#### Work to do:
Select every line in the records below that contains the string "photo", and copy each one. Case counts.

Labeled-object pointing entries
________
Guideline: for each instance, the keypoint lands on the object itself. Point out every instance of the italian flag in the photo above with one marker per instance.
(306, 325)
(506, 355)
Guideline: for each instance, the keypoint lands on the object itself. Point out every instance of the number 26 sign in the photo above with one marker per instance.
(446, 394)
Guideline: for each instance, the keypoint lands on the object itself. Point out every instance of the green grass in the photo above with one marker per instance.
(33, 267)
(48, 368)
________
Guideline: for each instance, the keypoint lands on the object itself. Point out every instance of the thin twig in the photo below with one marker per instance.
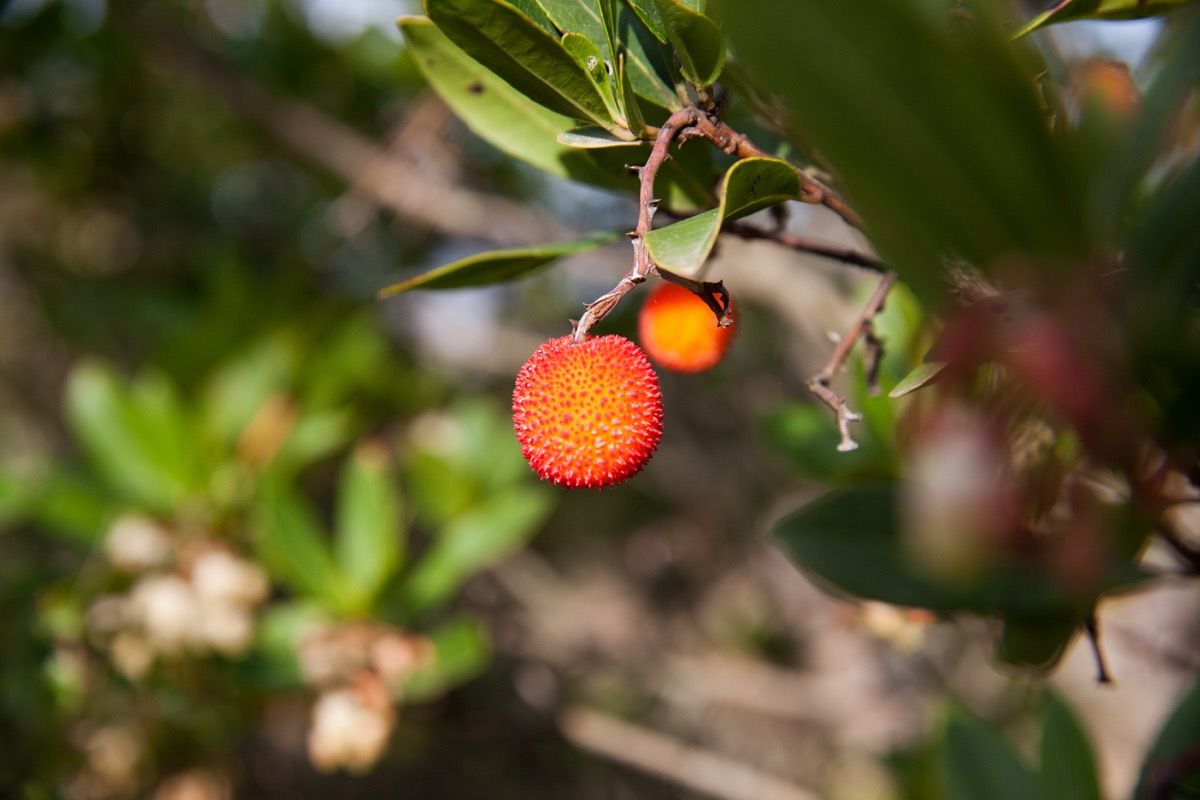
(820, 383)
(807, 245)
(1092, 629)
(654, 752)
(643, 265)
________
#### Written answer:
Guideline: for each instance, the keypoint lands on the object itself. Point out every instance of the italian flag in the photo above with one marker per instance.
Guideline: for each instance, the keypoint lands on the object itself. Point out every instance of the number 26 sign in the photo above with one marker per instance.
Guideline: for each instance, the keypoint lands on the object itself. Point out every instance of the green grass in the photo above with one marker per instance.
Guideline: for each instance, the keypoint lands on the object itself. Point out every instance of the thin twig in the photo below with one marker per instance.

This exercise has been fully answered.